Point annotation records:
* * * * * * * * *
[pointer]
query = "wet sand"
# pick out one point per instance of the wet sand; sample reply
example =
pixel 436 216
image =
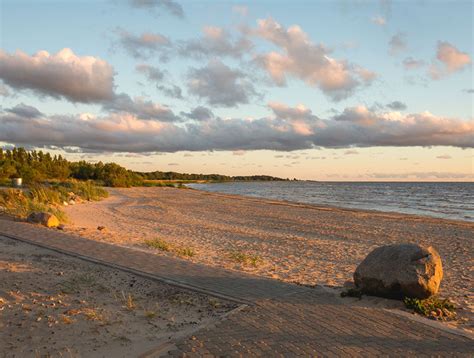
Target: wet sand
pixel 287 241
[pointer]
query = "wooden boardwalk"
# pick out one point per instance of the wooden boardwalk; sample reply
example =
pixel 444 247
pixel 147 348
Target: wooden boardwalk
pixel 280 319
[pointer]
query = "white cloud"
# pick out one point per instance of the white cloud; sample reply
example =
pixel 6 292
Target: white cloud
pixel 397 44
pixel 379 20
pixel 144 45
pixel 78 79
pixel 448 60
pixel 141 108
pixel 242 10
pixel 307 61
pixel 289 128
pixel 170 6
pixel 220 85
pixel 216 41
pixel 411 64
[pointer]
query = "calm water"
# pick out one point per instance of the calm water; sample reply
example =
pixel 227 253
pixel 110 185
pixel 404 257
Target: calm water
pixel 443 200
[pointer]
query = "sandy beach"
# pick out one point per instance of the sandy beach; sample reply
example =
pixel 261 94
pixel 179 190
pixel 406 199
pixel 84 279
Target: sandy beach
pixel 286 241
pixel 52 305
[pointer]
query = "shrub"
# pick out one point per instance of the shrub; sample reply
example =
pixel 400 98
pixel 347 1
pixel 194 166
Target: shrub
pixel 245 259
pixel 432 307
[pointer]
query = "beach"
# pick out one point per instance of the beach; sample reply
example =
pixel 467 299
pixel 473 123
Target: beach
pixel 53 305
pixel 293 242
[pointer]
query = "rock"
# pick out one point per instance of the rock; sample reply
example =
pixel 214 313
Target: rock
pixel 43 218
pixel 397 271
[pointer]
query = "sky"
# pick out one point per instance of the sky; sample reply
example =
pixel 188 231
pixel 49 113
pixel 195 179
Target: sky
pixel 320 90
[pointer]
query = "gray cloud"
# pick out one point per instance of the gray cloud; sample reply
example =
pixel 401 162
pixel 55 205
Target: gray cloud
pixel 397 44
pixel 152 74
pixel 63 75
pixel 168 5
pixel 159 78
pixel 145 45
pixel 215 42
pixel 397 106
pixel 287 129
pixel 301 58
pixel 448 61
pixel 220 85
pixel 199 113
pixel 122 103
pixel 172 91
pixel 24 110
pixel 4 92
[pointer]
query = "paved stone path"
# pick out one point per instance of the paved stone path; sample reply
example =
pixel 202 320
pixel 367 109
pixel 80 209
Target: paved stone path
pixel 280 320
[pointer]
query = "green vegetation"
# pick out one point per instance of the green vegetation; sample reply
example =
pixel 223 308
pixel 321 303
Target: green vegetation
pixel 165 246
pixel 352 292
pixel 37 166
pixel 47 197
pixel 245 259
pixel 433 307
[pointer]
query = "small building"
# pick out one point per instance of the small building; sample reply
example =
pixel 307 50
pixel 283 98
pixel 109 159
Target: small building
pixel 17 182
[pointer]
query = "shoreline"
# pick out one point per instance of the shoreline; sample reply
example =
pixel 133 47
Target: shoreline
pixel 291 242
pixel 395 214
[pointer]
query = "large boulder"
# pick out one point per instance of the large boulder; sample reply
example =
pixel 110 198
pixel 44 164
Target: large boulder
pixel 397 271
pixel 43 218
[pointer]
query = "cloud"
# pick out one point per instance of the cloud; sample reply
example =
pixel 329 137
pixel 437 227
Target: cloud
pixel 157 76
pixel 397 106
pixel 242 10
pixel 122 103
pixel 63 75
pixel 448 61
pixel 422 175
pixel 145 45
pixel 215 42
pixel 168 5
pixel 288 128
pixel 4 92
pixel 172 91
pixel 24 110
pixel 379 20
pixel 397 44
pixel 220 85
pixel 199 113
pixel 152 74
pixel 301 58
pixel 411 64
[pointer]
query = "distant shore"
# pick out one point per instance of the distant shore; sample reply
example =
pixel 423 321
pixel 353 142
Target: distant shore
pixel 293 242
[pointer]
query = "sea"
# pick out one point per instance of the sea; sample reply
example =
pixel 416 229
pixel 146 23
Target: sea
pixel 439 200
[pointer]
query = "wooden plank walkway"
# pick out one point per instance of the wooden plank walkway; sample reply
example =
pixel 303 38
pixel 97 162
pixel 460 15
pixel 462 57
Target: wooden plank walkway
pixel 281 320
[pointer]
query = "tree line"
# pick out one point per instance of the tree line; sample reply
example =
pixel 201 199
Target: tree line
pixel 36 166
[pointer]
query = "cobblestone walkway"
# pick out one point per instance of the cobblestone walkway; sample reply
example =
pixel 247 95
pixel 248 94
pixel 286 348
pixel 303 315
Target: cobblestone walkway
pixel 281 319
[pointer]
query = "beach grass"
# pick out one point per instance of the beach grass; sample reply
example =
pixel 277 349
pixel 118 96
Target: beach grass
pixel 245 258
pixel 165 246
pixel 433 307
pixel 47 197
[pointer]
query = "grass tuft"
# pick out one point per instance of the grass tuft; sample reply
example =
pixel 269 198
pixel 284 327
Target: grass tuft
pixel 163 245
pixel 245 259
pixel 433 307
* * * * * * * * *
Directive: Repeat the lines word for word, from the first one through the line containing "pixel 432 307". Leave the pictures out.

Answer to this exercise:
[pointer]
query = "wet sand"
# pick out one point per instance of the wet sand; sample reply
example =
pixel 436 216
image =
Target: wet sand
pixel 287 241
[pointer]
query = "wooden boardwalk"
# pick out one point per instance of the wooden boardwalk; sample reply
example =
pixel 444 247
pixel 147 348
Target: wooden boardwalk
pixel 280 319
[pointer]
query = "white cloud"
# pick out one point per instance of the white cloud; sample reply
example =
pixel 6 292
Target: white cloud
pixel 397 44
pixel 379 20
pixel 144 45
pixel 78 79
pixel 448 60
pixel 141 108
pixel 242 10
pixel 307 61
pixel 289 128
pixel 170 6
pixel 220 85
pixel 216 41
pixel 411 64
[pointer]
query = "calm water"
# pick out one point per instance of the calm water; sample reply
example =
pixel 227 253
pixel 110 185
pixel 404 257
Target: calm water
pixel 443 200
[pointer]
query = "sandy beach"
# pick out one point per instance of the sandy beach; sample reply
example =
pixel 261 94
pixel 179 190
pixel 406 199
pixel 84 279
Target: sandy beach
pixel 286 241
pixel 52 305
[pointer]
query = "shrub"
# pick out one point per instance of the shrub; sample reply
example =
pixel 400 98
pixel 347 1
pixel 194 166
Target: shrub
pixel 245 259
pixel 432 307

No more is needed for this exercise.